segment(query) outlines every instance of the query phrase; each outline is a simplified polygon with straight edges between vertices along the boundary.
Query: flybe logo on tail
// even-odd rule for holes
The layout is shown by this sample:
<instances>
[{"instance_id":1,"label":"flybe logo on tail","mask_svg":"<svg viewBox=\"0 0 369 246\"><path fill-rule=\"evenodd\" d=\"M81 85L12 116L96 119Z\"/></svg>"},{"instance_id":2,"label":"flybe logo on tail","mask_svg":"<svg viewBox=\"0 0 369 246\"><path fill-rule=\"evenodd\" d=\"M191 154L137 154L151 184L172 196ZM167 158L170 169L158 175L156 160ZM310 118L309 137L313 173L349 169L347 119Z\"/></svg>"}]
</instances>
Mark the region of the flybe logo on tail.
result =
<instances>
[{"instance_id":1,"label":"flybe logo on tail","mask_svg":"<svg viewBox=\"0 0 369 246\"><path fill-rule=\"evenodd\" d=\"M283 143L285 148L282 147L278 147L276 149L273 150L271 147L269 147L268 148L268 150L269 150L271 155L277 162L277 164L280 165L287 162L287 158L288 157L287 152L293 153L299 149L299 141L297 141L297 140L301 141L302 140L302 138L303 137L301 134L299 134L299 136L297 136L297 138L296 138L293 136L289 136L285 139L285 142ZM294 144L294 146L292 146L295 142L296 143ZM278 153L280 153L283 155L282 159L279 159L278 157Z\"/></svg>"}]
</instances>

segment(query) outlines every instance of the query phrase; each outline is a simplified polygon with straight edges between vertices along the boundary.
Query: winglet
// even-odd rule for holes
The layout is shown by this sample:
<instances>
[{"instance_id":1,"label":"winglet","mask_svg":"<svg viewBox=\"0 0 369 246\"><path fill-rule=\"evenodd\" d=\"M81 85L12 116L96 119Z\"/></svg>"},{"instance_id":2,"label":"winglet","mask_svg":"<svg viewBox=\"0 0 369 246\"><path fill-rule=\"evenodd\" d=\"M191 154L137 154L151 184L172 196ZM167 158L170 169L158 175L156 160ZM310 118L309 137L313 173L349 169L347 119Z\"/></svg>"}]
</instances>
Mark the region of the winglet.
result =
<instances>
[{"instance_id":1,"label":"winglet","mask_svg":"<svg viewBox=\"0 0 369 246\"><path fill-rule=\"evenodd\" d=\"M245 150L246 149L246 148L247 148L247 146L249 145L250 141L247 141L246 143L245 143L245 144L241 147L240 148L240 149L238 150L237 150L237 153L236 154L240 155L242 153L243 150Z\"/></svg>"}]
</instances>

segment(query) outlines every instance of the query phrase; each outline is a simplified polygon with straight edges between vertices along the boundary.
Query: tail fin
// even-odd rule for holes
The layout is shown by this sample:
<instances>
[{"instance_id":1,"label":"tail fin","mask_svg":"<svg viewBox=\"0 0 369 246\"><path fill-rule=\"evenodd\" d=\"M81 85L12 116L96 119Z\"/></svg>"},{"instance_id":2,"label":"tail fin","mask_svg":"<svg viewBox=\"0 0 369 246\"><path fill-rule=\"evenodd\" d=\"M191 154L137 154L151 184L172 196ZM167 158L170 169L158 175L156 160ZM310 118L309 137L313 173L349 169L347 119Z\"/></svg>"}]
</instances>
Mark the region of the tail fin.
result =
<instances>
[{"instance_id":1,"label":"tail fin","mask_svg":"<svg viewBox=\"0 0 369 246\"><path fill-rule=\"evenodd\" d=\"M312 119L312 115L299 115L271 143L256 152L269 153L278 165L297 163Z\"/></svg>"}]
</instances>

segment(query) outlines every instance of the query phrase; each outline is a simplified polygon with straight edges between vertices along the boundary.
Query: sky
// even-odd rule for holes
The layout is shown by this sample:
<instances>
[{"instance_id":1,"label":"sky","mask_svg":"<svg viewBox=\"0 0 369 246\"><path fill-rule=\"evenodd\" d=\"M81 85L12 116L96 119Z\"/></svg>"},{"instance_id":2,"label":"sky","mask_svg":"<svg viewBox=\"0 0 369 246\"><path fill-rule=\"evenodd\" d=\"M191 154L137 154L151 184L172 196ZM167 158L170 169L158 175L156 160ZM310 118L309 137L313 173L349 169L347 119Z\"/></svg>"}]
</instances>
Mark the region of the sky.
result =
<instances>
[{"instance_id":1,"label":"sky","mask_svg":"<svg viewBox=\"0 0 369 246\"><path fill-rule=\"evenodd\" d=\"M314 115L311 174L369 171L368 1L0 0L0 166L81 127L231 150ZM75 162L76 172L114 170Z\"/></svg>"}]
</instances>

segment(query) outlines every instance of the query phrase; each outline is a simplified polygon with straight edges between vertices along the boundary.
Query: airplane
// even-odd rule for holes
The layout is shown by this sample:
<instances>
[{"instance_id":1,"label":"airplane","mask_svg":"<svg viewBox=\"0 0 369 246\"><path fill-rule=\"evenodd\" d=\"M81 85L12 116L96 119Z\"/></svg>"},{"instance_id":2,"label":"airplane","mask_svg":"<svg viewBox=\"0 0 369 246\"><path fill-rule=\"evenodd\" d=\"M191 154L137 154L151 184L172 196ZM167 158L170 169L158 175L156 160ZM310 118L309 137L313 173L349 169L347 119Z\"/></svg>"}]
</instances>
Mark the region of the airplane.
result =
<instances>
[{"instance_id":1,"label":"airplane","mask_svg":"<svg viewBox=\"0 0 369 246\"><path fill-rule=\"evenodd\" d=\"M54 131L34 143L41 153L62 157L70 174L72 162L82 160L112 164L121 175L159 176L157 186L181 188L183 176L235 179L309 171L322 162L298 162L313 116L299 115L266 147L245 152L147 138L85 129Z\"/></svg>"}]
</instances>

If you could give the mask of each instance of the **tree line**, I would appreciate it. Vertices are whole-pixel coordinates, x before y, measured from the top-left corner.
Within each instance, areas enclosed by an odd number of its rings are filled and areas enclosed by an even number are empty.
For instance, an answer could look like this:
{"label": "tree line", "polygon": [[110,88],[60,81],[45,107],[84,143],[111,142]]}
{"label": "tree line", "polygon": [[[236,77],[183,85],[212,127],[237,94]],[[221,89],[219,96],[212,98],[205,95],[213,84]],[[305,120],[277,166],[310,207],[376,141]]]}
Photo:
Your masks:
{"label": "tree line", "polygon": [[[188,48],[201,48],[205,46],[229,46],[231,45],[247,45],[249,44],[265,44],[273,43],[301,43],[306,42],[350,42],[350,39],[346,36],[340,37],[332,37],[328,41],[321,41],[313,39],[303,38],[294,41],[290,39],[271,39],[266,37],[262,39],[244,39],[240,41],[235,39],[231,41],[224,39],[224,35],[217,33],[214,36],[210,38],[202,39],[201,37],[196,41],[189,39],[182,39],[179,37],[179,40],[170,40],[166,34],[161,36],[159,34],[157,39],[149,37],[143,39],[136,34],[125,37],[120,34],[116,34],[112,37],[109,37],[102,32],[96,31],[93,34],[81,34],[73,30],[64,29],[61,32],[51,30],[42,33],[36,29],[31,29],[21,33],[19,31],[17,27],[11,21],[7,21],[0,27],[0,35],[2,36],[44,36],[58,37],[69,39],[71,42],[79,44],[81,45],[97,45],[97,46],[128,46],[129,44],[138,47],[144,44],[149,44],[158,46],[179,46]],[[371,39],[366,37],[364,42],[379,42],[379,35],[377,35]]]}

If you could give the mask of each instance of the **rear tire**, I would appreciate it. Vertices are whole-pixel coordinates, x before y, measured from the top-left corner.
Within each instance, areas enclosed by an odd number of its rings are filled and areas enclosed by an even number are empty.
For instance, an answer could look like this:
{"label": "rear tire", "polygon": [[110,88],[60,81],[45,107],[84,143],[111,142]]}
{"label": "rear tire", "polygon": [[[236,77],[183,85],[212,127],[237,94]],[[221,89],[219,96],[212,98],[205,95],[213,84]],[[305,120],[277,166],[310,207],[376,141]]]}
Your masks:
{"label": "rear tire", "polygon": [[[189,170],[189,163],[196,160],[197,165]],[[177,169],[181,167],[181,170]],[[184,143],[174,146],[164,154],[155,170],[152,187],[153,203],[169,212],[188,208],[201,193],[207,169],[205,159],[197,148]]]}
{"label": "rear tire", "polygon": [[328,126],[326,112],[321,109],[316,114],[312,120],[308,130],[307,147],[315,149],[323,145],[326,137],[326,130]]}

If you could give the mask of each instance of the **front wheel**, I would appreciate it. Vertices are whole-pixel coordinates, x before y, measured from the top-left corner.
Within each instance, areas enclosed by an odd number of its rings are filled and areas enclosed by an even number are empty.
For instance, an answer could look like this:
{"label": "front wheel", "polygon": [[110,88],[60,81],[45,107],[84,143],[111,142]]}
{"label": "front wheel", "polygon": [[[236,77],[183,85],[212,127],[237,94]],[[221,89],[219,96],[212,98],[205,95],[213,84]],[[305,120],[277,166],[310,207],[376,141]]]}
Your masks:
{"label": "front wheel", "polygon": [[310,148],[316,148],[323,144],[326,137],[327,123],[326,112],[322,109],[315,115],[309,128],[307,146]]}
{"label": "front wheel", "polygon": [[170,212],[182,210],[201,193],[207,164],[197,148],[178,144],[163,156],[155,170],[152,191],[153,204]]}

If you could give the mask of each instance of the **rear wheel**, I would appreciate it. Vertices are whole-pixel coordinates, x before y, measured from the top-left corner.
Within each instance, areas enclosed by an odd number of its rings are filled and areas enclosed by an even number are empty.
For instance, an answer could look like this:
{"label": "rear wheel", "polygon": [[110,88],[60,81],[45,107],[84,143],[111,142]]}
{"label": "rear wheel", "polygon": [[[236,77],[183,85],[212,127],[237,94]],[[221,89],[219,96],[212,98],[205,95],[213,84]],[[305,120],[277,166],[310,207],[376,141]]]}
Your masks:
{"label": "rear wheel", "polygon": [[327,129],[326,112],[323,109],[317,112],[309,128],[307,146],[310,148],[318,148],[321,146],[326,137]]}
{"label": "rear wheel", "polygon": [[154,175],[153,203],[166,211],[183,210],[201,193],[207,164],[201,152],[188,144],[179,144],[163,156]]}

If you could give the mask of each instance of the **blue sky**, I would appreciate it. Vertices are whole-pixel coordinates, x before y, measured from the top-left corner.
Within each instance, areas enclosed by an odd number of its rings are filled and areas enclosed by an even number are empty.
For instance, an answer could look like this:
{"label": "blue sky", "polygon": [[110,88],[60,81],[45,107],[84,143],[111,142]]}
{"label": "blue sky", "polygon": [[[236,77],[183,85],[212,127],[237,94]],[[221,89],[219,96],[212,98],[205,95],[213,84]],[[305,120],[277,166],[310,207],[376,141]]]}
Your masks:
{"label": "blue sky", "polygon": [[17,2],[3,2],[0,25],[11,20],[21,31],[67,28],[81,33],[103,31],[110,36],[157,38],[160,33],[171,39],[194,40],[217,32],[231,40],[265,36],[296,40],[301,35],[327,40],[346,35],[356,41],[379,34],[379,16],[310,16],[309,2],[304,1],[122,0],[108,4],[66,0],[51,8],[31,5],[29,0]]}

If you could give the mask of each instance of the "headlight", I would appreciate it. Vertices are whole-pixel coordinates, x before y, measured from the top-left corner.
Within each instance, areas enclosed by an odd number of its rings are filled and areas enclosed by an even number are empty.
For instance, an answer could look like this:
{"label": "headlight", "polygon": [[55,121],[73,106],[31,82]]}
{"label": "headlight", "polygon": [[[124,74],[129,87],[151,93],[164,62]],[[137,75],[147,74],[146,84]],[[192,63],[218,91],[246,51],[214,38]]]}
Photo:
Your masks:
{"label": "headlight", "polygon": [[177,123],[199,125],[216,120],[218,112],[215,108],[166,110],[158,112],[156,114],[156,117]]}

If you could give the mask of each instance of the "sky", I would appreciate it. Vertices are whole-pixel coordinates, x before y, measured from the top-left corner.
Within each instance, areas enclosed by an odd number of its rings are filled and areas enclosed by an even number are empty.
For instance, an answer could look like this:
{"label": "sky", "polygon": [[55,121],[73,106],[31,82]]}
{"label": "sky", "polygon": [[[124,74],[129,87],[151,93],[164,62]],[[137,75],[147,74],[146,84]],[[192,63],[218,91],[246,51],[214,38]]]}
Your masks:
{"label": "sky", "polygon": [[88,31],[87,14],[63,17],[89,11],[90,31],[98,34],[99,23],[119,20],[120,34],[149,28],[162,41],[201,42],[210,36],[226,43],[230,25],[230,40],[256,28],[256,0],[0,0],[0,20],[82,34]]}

+ + + + + + +

- Your goal -
Gather every line of the records that contains the word "Mark", with case counting.

- The response -
Mark the region of the flybe logo on tail.
Mark the region of the winglet.
Mark the region of the tail fin.
Mark the region of the sky.
Mark the region of the airplane.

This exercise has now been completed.